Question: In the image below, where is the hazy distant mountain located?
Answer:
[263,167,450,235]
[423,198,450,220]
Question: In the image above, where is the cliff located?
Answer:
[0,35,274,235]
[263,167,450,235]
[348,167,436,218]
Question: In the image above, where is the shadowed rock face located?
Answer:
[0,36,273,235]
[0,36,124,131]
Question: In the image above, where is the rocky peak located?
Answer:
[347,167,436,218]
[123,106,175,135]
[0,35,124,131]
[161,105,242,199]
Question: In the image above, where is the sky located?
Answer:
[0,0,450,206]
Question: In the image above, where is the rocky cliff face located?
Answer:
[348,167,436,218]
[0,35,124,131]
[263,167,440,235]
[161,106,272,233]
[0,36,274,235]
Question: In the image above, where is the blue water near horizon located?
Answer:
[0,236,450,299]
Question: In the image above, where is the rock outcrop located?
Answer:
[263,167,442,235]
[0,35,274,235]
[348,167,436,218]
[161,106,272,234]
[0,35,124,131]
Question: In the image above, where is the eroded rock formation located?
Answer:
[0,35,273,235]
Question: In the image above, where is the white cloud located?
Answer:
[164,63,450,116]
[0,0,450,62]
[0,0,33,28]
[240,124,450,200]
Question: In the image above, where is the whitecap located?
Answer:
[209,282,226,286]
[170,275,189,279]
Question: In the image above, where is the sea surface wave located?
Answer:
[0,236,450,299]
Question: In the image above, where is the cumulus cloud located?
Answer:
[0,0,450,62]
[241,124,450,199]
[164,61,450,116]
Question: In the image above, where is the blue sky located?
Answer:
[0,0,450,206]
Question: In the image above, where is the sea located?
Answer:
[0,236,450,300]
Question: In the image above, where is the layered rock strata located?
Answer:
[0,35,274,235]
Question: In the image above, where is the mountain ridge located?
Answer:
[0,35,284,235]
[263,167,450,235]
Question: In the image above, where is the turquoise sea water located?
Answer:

Aim
Copy every line of the data above word for word, changing nothing.

Exercise response
Question: In the image below, where is the hazy distant mountain located?
Answer:
[263,167,450,235]
[423,198,450,220]
Question: In the image above, where is the cliff located?
Answer:
[0,35,274,235]
[263,167,450,235]
[348,167,436,218]
Question: In the image above, where is the shadowed rock face located?
Answer:
[0,36,273,235]
[0,36,124,131]
Question: In the image above, where is the rocky peak located?
Answer:
[347,167,436,218]
[123,106,175,135]
[0,35,124,131]
[161,105,242,199]
Question: In the image above, where is the sky located?
Answer:
[0,0,450,206]
Question: In the image above, where is the rocky cliff face located?
Answer:
[348,167,436,218]
[0,35,124,131]
[263,167,440,235]
[161,106,272,233]
[0,36,274,235]
Question: In the image above, where is the blue water near horizon located?
Answer:
[0,236,450,299]
Question: In the image above, where is the rock outcrop located?
Answer:
[263,167,442,235]
[0,35,274,235]
[348,167,436,218]
[161,106,272,234]
[0,35,124,131]
Question: In the image above, where is the eroded rock formation located?
Answer:
[0,35,273,235]
Question: In the image above, where is the white cloud located?
Answer:
[164,63,450,116]
[0,0,450,62]
[0,0,33,28]
[240,124,450,200]
Question: In the image above, where is the whitecap located?
Answer:
[209,282,226,286]
[170,275,189,279]
Question: In the image above, where is the sea surface wave located?
Answer:
[0,236,450,299]
Question: In the image above, where is the cumulus cloud located?
Answer:
[0,0,450,62]
[241,124,450,199]
[164,61,450,116]
Question: In the image above, where is the blue sky located?
Answer:
[0,0,450,206]
Question: In the image above, where is the sea located?
Answer:
[0,236,450,300]
Question: In the image above, where is the layered rock strata located?
Answer:
[0,35,274,235]
Question: In the image above, where is the mountain ridge located?
Answer:
[0,35,284,235]
[263,167,450,235]
Question: In the image above, where is the turquoise sea water located?
Answer:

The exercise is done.